### ENUNCIADO 1
Copia sin alterar nada el pasaje del fragmento sobre las vuvuzelas que va desde "He oído el canto" hasta "todavía nos debe.".

### FRAGMENTO SELECCIONADO
El canto de las vuvuzelas

Por: Juan Villoro y Martín Caparrós

Por Martín Caparrós

 

Centro alborozado a Villoro: 

He oído el canto de las vuvuzelas. Es un sonido triste, como el esfuerzo de mil moscas sin señor, como una vaca que se desinflara; atronador como un recuerdo. Pero lo he oído, caro güey, sin ningún medio de por medio. 

Tuve un día libre, y quiso la fortuna –que siempre pide ayuda, la haragana– que sucediera justo cuando tenía que pasar por Johannesburgo para conectar mi avión desde Lusaka con mi avión hacia Kampala. Amigos me consiguieron una entrada para Soccer City y allá fui: hacia las vuvuzelas. Fue esplendoroso: pude entrar en el estadio calabaza –realmente tiene forma y color, no sé sabor, de calabaza–, pude estar en un partido del Mundial. Impresionante: llegué, ví, vencieron. Y traté de no extrañar aquel café de Alejandria ni el puesto del mercado de Lusaka –donde realmente suceden los partidos. 

–Nosotros vinimos por Maradona. Messi todavía nos debe.  

Me decía un hincha argentino –había miles, pintados, disfrazados de hinchas argentinos, una panda de señoras y señores más o menos ricos más o menos viejos jugando a que eran jóvenes y barras– poco antes de que empezara el magno acto. Y, enseguida, cuando salió el equipo, los hinchas gritaban Diegó Diegó y los fotógrafos se avalanzaron sobre él, ignorando a Messi, Tévez y compañía limitada. Hay quienes dicen que eso es bueno: que Maradona, al centrar la atención, les saca la presión a sus muchachos, los absuelve de antemano –de Dios– de cualquier pecado de derrota.  

–Qué grande Diego, qué maestro.

### ENTRADAS PROPORCIONADAS

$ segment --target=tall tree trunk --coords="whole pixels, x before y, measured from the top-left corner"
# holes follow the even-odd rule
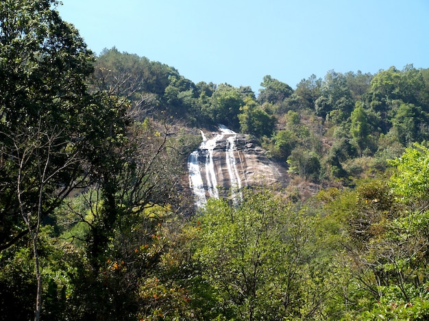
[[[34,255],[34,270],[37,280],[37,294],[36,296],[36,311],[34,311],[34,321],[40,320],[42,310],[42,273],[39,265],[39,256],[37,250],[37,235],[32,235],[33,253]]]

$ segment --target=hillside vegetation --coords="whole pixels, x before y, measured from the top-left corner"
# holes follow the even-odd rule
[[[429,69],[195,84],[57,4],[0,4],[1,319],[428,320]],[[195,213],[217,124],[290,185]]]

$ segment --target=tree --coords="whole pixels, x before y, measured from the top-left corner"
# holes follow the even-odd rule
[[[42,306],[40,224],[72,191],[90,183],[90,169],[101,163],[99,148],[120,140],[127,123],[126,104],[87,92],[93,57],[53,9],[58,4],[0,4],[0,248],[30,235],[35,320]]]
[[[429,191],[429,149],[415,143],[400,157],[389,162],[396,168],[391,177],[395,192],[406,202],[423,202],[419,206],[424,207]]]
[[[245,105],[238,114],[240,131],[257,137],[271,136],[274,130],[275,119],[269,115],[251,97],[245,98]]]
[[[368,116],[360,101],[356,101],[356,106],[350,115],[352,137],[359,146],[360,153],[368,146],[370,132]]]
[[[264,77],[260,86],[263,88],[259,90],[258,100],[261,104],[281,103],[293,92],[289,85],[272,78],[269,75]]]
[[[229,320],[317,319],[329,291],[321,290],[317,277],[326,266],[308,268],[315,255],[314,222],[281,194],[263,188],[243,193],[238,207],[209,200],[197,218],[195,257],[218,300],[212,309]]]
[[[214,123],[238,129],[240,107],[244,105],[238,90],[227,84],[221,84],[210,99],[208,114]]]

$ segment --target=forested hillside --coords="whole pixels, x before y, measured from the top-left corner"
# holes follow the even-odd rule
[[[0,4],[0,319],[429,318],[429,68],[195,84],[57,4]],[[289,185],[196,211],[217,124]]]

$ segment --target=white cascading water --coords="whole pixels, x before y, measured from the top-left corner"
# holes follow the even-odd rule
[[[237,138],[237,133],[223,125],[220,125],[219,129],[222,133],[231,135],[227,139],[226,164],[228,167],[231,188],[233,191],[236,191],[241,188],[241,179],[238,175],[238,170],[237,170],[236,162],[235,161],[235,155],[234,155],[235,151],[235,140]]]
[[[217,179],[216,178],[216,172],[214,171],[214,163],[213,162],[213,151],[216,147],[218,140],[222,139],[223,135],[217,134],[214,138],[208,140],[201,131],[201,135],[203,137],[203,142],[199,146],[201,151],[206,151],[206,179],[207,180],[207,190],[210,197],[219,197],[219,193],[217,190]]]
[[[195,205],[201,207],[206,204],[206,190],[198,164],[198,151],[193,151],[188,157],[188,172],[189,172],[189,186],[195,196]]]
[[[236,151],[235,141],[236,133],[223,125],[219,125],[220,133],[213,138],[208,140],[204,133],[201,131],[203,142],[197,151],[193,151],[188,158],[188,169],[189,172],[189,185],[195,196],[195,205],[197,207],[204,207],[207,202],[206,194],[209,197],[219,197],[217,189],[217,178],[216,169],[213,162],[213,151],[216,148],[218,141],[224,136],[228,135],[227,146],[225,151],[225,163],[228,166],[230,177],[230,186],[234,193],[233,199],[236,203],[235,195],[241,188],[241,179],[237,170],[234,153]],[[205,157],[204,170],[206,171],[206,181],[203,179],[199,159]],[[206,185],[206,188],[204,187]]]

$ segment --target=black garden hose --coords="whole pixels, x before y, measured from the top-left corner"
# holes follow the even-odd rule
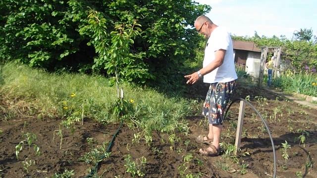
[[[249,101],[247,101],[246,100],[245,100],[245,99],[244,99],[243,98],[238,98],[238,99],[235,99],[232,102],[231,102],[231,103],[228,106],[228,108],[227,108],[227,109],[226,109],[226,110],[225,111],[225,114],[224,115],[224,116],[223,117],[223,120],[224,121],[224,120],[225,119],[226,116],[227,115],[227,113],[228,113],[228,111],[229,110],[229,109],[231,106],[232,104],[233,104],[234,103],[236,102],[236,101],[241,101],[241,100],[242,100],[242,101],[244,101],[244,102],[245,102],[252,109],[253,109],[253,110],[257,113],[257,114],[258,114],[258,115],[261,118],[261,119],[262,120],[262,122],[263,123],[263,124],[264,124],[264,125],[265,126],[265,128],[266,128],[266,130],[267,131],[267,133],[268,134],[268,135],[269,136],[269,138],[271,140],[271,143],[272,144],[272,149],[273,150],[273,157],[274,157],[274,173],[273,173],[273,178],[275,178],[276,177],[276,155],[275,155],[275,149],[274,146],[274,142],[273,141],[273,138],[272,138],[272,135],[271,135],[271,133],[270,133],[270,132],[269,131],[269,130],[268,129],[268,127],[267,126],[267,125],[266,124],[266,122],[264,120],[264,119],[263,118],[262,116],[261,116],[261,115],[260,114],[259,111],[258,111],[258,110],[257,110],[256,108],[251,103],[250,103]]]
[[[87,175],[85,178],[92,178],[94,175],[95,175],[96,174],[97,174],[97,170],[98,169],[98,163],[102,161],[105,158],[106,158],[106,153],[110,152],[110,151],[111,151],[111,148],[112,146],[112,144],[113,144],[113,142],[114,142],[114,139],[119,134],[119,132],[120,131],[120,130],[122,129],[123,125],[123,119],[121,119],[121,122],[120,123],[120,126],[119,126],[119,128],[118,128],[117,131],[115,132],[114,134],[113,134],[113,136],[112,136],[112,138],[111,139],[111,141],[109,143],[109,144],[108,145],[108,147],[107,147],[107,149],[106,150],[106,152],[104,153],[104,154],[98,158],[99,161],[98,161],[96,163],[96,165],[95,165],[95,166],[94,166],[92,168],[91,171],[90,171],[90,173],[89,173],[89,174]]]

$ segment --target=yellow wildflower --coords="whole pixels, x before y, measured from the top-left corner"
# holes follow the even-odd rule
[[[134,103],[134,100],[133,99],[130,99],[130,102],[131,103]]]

### ENUNCIADO 2
Convierte en un CSV de dos columnas, llamadas texto y respuesta, solo las entradas que van desde la línea con "segment --target=yellow wildflower" hasta el final de las entradas, ambos extremos incluidos. Pon una fila por entrada, con cada valor en un único campo entre comillas y los saltos de línea sustituidos por espacios.

### RESPUESTA 1
He oído el canto de las vuvuzelas. Es un sonido triste, como el esfuerzo de mil moscas sin señor, como una vaca que se desinflara; atronador como un recuerdo. Pero lo he oído, caro güey, sin ningún medio de por medio. 

Tuve un día libre, y quiso la fortuna –que siempre pide ayuda, la haragana– que sucediera justo cuando tenía que pasar por Johannesburgo para conectar mi avión desde Lusaka con mi avión hacia Kampala. Amigos me consiguieron una entrada para Soccer City y allá fui: hacia las vuvuzelas. Fue esplendoroso: pude entrar en el estadio calabaza –realmente tiene forma y color, no sé sabor, de calabaza–, pude estar en un partido del Mundial. Impresionante: llegué, ví, vencieron. Y traté de no extrañar aquel café de Alejandria ni el puesto del mercado de Lusaka –donde realmente suceden los partidos. 

–Nosotros vinimos por Maradona. Messi todavía nos debe.

### RESPUESTA 2
texto,respuesta
"$ segment --target=yellow wildflower --coords=""whole pixels, x before y, measured from the top-left corner"" # holes follow the even-odd rule","[[[134,103],[134,100],[133,99],[130,99],[130,102],[131,103]]]"